──────── DOCUMENT TEXT

Lance Armstrong’s test samples from his riding days could be subjected to the same tests in a seemingly relentless effort to prove the new-retired rider cheated. Fortunately, not every cyclist is dirty.


Word came yesterday that the Massachusetts LAB-certified cycling instructor who was stopped repeatedly and arrested for the crime of riding in the roadway on a state highway had his charges dismissed last month, though authorities still have a few days to appeal.


The video may be three years old, but it’s relevant today since it shows the current front-runner for mayor of Toronto. On it, he says his “heart bleeds” for cyclists killed on the streets, but at the end of the day it’s their own fault, comparing bicyclists riding with traffic to swimming with the sharks.


Evidently, the anti-bike backlash has extended to wildlife, as riders are taken out by squirrels and wallabies in separate attacks; this comes on the heels of an elite New Zealand rider whose season was ended by a magpie.

────────────────

▶ _INSTRUCTION A_
In the cycling news roundup, what did the front-runner for mayor of Toronto compare bicyclists riding with traffic to?
▶ _INSTRUCTION B_
Print the cycling news roundup from "Lance Armstrong’s test" up to and including "cyclist is dirty.".

──────── RECORDS PROVIDED

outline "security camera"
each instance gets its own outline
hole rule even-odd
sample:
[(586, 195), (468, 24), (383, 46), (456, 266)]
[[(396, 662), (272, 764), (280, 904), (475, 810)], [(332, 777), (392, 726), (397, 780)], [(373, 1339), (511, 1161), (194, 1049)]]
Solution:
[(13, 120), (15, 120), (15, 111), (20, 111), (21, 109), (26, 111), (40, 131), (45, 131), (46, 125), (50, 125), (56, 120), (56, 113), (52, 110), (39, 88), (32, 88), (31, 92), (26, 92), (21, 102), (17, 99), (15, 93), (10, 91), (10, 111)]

────────────────

▶ _EXERCISE SOLUTION A_
Swimming with the sharks.

▶ _EXERCISE SOLUTION B_
Lance Armstrong’s test samples from his riding days could be subjected to the same tests in a seemingly relentless effort to prove the new-retired rider cheated. Fortunately, not every cyclist is dirty.